» Instructions for the task: Count the lines in the records below that contain the string "grass", treating uppercase and lowercase letters as different. Give only the number.

» Recorded data:

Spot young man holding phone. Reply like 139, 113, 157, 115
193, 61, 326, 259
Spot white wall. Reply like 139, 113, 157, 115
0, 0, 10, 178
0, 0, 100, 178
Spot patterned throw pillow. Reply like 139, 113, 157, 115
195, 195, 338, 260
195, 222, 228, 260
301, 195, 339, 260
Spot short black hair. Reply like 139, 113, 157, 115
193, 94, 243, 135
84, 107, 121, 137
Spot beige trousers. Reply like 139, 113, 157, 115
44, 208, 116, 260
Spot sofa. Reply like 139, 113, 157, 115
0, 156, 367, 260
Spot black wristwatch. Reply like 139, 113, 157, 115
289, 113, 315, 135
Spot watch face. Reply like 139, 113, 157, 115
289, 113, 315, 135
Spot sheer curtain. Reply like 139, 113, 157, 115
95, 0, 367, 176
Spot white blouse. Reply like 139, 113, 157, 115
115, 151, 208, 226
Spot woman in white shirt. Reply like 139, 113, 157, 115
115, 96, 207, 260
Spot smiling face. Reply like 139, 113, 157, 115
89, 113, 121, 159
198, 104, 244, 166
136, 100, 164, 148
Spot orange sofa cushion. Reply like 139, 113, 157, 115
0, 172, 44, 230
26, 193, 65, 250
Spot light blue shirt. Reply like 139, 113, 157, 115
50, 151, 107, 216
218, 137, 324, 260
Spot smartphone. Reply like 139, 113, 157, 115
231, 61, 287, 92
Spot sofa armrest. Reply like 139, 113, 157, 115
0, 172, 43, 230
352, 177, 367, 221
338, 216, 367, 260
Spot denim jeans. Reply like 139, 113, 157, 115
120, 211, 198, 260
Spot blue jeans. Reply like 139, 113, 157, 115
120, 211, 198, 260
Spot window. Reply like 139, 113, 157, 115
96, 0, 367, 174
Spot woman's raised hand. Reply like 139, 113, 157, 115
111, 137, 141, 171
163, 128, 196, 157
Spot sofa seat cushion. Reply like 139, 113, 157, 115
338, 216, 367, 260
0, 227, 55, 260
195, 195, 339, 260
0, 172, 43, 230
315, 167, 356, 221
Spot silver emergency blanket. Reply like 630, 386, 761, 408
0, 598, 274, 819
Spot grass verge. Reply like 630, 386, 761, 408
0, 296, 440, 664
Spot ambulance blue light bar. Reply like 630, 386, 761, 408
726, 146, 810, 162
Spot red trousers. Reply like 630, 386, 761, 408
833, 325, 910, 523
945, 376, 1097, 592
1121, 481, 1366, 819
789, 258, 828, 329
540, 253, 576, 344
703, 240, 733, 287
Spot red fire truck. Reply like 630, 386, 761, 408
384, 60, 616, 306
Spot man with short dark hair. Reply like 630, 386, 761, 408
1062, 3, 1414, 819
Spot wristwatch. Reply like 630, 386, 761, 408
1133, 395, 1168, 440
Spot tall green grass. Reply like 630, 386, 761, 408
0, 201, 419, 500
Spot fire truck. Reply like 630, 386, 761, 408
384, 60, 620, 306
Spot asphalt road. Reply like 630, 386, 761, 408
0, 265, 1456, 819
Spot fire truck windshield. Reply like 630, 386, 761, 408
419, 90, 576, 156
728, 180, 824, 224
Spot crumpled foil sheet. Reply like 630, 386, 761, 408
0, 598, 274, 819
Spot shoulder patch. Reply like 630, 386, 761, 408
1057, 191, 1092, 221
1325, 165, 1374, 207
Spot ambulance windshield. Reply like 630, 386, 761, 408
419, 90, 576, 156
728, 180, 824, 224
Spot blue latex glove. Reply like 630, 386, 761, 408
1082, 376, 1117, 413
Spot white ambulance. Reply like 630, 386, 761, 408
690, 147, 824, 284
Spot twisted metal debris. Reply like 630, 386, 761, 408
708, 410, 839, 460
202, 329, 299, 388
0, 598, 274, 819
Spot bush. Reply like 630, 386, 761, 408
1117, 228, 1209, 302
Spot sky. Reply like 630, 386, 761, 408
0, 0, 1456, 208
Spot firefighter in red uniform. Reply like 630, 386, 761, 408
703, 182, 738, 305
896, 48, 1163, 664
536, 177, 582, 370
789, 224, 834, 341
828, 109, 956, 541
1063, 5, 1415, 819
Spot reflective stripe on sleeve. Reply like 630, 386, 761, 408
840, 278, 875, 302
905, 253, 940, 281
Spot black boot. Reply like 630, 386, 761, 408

» Result of the exercise: 2